Document passage ::
1. What is your name?

David, though I have had a series of other usernames, including wrinkly, Oxherd, Dudders and AspieDad. I'm pretty sure those are all the ones which were active for any length of time, but there may have been others that I have forgotten.

2. Tell us something about you, your background, and what you've been up to lately?

I've spent over three decades in the publishing business, writing for a living. A couple of years ago, the North Atlantic recession swept in and we – my long-term partner Iza and I – needed a bit more money. More money to see our kids through college; more money to feed my wine-drinking habit; more money to fund a retirement plan.

So we set up our own publishing business, buying a moribund magazine title and turning it to profit.

Like any home business, it takes a lot of time and a lot of energy for fairly modest reward. The good news is that now I have my own iMac, a pile of fancy software and I have learned to drive Photoshop, Indesign, Flash and Acrobat Pro fairly expertly.

Not only that, but both Iza and I have learned a lot about selling; about pricing; about the market and about the magazine publishing industry. We've also earned enough to know we can fund the college fees, buy a few bottles of wine and think about a retirement fund. So not too bad a result for a couple of years' hard work.

Lately, my other full-time job has become a bit more active, so I spend more time travelling to China, the US, India and other interesting parts of the world, exploring strange new cultures and seeking out new processors of rubber.

All that, together with writing the odd market research study; looking after a 17- and a 14-year old, and other necessities of a suburban life, does not leave a lot of time for resource-intensive activities, such as E2.

3. How did you discover Everything, and how did you become a noder?

I was one of the early ones who was not a regular on Slashdot. In fact, I discovered Slashdot only after seeing it referenced by other E2 users.

Instead, I was part of the influx as E2 went mainstream – or as mainstream as it ever got.

I want to pay tribute for a moment.

E2 was the first serious site which in which the visible front end was built of nothing but user-generated content. Slashdot and E1 were the precursors but E2 was the first website to truly hand over full responsibility to the user base for generating substantial pieces of content.

That was before Facebook; before Twitter; before Wikipedia. This website is a little piece of internet history. Nate, Bones and the rest of the EDC invented Web 2.0.

Treasure it.

Back in 2001, I was bored in my job. One Friday afternoon I was searching for something to do and found a post on some random website by a participant in E2 – I think it was Dragon Dave – with a link to a site which, he said, could easily consume a few hours on a quiet Friday afternoon.

Stated task 1 :: Format the rows from the line containing "Can you find the banner?" through the end of the rows as a JSON list of strings, with one string per line and blank lines omitted.
Stated task 2 :: Resume the interview with the E2 noder, picking up after its final sentence.
The interview and the rows were taken from unrelated sources.

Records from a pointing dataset
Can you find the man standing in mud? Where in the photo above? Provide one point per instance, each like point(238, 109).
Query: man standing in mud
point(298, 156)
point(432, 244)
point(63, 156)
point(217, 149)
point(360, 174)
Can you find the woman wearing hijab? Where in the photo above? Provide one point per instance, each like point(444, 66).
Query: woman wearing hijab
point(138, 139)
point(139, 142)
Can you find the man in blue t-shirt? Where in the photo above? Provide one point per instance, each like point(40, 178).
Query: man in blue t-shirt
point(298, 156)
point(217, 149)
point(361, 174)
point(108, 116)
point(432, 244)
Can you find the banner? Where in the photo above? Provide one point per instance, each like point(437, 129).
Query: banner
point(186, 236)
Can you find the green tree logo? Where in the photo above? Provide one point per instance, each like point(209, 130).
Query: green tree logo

Task output 1 ::
[
  "Can you find the banner? Where in the photo above? Provide one point per instance, each like point(437, 129).",
  "Query: banner",
  "point(186, 236)",
  "Can you find the green tree logo? Where in the photo above? Provide one point per instance, each like point(209, 130).",
  "Query: green tree logo"
]

Task output 2 ::
It surely did occupy that afternoon. And then some.

I was trained as an engineer, and I love finding out how things work. It took me a long time to figure out how E2 worked. Best part of a couple of years and a few hundred writeups, and hours and hours and hours of research and writing.

For me, that is unusual. The web was then and still remains a place where things move easily down to the lowest common denominator, and where websites are designed to be easy to use and easy to access.

E2 was not like that. It required time and effort to understand it. That barrier was an automatic selection process. If you liked the anarchy and the irreverence, you worked hard enough to become accepted, or to out-smart the incumbents. If those things were not attractive to you, you wouldn't bother.

The result was that E2 self-selected the oddballs and the persistent and the smart.

If I need some advice on some aspect of Ubuntu or an Xbox or Indesign, it's easy to find a likely site; sign up with a false name and alter-ego to avoid the spam, find my answer and depart, never to visit the site again.

That is not E2. For those of a certain mindset, it is an intriguing place, and one which requires effort and commitment to access fully.

4. What are your favorite writeups -- both your own and from other noders?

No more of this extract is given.